The input —
────────────────

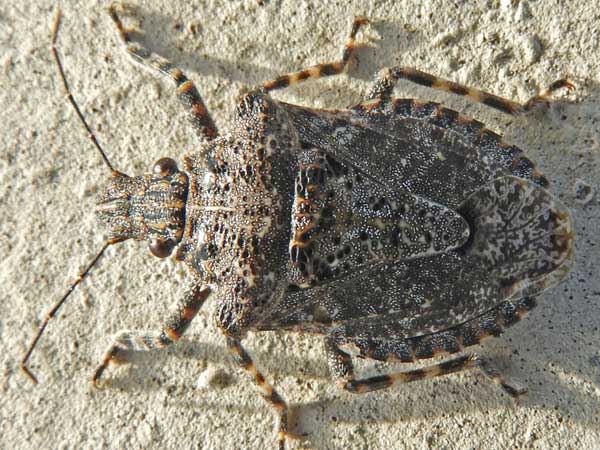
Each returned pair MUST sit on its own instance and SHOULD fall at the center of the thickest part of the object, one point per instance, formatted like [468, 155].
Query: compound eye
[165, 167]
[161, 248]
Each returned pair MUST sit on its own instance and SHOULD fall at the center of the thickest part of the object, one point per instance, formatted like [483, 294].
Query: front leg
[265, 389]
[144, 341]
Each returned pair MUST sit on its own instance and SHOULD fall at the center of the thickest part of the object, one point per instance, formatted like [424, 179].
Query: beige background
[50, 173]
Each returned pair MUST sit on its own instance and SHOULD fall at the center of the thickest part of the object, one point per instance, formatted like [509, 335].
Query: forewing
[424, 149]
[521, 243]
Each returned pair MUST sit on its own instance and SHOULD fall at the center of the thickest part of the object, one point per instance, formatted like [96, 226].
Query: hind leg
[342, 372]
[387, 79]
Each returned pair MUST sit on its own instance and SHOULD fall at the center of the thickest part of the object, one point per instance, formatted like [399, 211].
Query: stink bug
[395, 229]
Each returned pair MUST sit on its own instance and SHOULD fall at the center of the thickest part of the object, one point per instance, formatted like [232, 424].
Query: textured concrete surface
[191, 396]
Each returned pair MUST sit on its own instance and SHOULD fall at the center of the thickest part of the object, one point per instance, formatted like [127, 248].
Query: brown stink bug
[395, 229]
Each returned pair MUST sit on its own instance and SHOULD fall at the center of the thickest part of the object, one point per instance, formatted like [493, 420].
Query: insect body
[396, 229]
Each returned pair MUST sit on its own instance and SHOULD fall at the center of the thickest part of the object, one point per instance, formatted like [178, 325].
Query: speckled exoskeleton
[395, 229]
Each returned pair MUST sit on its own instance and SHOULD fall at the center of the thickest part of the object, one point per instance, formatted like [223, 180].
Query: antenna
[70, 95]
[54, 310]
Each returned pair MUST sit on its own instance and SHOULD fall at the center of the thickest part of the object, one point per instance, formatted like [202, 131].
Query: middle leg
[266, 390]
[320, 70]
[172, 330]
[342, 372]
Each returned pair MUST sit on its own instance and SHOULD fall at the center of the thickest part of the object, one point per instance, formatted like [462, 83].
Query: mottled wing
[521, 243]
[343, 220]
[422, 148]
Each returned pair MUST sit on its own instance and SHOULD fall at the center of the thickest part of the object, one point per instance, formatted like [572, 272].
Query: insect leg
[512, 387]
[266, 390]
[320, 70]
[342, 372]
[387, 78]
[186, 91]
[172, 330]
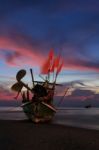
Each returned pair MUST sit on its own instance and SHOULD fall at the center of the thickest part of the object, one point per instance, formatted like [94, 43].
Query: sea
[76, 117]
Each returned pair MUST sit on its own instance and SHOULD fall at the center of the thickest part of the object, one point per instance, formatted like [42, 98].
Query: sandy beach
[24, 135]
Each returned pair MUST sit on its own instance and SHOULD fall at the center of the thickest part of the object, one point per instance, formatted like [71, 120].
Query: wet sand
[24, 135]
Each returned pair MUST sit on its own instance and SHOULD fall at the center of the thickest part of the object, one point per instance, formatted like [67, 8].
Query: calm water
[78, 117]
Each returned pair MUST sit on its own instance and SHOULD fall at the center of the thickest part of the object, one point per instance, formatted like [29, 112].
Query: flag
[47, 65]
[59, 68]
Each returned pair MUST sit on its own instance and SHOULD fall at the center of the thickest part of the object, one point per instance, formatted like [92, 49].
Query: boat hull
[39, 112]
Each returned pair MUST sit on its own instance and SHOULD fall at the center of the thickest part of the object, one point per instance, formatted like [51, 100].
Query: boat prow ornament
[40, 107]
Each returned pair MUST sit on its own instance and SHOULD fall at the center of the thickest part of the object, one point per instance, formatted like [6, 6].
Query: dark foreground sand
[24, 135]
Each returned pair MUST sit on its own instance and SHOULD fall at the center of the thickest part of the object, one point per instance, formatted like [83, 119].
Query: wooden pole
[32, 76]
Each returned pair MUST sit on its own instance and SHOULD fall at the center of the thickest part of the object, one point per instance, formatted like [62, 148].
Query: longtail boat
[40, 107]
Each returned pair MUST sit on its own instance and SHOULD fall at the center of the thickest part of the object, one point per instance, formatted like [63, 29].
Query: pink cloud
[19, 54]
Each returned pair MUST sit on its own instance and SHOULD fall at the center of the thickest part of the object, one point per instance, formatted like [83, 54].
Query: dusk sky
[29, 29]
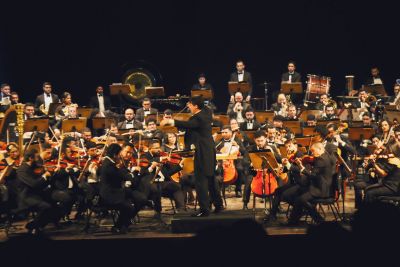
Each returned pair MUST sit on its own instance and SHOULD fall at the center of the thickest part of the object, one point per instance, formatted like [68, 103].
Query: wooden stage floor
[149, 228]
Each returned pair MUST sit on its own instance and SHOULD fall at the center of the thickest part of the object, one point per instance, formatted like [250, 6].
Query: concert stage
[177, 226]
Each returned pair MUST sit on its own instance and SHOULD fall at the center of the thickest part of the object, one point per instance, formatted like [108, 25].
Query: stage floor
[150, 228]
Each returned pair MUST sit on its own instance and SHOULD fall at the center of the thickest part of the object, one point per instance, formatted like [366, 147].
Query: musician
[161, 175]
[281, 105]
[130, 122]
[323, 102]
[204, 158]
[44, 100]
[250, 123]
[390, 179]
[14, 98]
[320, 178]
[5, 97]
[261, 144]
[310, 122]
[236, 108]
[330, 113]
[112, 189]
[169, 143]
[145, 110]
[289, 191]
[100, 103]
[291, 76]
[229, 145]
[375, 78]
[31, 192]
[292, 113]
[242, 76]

────────────────

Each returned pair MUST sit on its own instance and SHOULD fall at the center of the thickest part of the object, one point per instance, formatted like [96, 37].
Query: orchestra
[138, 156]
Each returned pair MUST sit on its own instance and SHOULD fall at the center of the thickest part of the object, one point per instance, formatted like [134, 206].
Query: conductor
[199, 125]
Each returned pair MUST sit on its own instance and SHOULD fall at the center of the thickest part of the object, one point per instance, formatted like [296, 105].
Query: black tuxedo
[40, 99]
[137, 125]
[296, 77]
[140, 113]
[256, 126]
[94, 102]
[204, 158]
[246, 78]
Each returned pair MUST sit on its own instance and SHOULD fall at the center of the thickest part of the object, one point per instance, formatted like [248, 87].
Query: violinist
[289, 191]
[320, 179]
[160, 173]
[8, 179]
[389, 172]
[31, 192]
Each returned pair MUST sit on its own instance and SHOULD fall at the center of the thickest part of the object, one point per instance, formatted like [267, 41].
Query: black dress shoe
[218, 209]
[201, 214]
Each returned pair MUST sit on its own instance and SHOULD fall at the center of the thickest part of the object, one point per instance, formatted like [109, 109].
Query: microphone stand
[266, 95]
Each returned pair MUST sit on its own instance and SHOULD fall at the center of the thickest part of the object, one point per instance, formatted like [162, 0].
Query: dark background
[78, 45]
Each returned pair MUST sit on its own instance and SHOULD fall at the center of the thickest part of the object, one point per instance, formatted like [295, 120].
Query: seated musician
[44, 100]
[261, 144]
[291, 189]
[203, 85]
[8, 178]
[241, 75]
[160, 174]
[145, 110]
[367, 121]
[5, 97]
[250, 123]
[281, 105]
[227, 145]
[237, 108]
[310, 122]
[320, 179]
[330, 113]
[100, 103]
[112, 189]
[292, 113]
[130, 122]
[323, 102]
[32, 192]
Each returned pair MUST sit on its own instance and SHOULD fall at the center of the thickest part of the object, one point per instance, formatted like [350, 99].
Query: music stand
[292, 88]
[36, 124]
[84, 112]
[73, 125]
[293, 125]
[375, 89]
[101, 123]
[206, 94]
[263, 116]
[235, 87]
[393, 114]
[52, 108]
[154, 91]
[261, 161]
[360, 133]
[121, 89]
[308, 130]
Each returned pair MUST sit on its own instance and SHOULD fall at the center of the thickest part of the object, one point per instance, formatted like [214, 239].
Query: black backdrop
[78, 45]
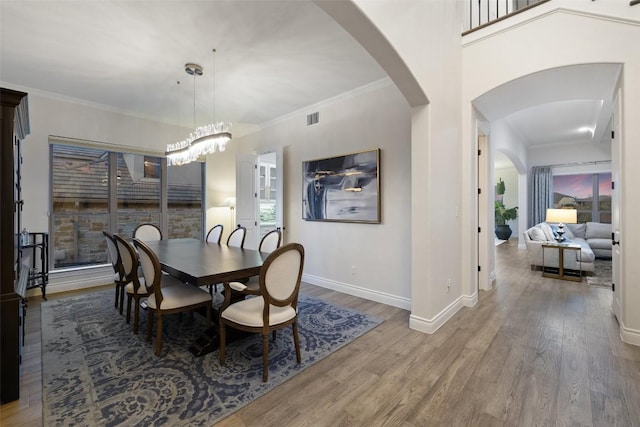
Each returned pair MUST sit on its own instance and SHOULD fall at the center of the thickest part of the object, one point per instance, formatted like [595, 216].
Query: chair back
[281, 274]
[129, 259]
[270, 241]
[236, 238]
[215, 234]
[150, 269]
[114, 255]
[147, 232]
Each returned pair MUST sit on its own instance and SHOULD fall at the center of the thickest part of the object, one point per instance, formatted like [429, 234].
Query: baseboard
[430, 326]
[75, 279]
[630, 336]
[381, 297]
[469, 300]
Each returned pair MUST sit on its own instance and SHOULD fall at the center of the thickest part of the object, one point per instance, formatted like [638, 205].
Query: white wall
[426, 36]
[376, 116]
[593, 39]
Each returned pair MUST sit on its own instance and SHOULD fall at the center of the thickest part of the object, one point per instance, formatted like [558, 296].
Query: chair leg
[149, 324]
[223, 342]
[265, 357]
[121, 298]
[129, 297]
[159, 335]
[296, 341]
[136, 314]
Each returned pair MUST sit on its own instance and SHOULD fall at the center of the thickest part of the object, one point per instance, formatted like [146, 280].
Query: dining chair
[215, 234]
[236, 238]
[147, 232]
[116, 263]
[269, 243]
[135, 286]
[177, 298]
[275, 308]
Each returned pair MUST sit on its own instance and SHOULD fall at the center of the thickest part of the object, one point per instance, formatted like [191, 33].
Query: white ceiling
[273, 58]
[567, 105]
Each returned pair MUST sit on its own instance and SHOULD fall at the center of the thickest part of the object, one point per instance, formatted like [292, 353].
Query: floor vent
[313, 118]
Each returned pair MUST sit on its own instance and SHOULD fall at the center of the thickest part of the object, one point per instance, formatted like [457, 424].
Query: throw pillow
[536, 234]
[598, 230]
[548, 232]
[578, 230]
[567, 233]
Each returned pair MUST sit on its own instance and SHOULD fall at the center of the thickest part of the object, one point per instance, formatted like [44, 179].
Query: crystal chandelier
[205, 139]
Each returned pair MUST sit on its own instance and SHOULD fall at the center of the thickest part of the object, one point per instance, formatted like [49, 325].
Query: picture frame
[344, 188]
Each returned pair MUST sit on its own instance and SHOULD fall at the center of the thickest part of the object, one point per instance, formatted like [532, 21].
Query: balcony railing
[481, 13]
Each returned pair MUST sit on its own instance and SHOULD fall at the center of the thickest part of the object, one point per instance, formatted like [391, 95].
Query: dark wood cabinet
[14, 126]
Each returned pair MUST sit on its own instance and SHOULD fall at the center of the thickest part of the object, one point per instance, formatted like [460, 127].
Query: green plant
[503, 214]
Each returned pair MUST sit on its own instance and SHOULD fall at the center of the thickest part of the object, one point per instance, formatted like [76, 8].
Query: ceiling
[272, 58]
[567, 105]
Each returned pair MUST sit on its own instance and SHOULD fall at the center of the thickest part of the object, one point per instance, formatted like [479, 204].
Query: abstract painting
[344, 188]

────────────────

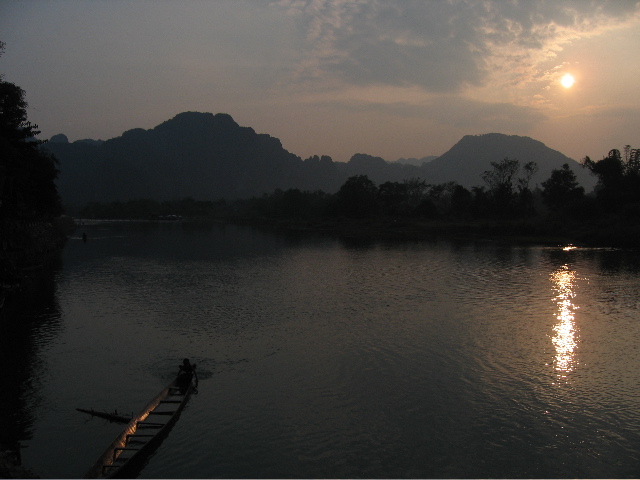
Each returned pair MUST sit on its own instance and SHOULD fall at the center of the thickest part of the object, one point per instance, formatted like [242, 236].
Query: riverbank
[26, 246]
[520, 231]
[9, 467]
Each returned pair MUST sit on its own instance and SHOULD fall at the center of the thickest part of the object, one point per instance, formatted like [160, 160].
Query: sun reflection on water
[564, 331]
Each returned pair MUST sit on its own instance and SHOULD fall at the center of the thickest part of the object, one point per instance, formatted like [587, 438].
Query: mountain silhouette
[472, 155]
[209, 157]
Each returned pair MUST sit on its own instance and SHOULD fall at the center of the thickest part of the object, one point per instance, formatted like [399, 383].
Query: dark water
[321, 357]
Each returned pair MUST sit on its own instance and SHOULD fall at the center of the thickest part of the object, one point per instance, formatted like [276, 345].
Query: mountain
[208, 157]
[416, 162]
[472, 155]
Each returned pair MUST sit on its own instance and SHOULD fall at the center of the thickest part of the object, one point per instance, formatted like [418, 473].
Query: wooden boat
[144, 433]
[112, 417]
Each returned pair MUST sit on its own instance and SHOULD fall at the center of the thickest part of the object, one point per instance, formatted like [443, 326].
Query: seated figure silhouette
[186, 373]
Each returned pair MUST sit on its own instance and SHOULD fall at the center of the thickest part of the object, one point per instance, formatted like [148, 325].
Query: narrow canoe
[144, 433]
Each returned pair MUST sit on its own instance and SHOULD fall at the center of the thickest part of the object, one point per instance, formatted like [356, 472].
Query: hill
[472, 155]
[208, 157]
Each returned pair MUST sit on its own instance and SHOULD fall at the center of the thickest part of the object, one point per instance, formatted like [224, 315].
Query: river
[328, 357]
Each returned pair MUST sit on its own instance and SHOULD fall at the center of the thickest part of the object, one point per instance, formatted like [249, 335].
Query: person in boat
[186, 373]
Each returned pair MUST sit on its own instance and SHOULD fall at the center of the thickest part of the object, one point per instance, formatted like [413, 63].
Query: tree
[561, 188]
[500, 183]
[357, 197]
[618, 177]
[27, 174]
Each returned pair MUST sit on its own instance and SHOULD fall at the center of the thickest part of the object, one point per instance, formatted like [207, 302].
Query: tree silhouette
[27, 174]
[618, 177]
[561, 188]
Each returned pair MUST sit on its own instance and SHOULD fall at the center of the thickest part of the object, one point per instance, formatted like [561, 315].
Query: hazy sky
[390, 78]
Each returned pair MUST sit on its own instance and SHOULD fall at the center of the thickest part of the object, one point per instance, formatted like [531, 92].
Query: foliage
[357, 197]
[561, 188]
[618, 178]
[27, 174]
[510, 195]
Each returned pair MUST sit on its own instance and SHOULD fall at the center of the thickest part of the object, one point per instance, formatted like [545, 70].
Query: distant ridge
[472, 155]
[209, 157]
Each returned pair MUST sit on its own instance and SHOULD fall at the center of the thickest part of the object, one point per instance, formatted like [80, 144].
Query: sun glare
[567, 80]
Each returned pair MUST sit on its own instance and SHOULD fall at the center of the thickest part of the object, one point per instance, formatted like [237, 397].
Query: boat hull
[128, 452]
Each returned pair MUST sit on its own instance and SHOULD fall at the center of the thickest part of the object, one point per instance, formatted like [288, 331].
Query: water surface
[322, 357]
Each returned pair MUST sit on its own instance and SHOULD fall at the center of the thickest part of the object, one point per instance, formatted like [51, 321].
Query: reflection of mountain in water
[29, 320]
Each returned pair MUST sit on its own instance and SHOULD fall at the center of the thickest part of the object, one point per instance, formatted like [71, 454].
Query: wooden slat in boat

────────────────

Request —
Collect each line of the entries above that contains the string "boat" and copy it in full. Only matches with the same capitalization count.

Response —
Query: boat hull
Query: boat prow ornament
Query: longtail boat
Query: wooden boat
Query: person in boat
Query: boat hull
Query: wooden slat in boat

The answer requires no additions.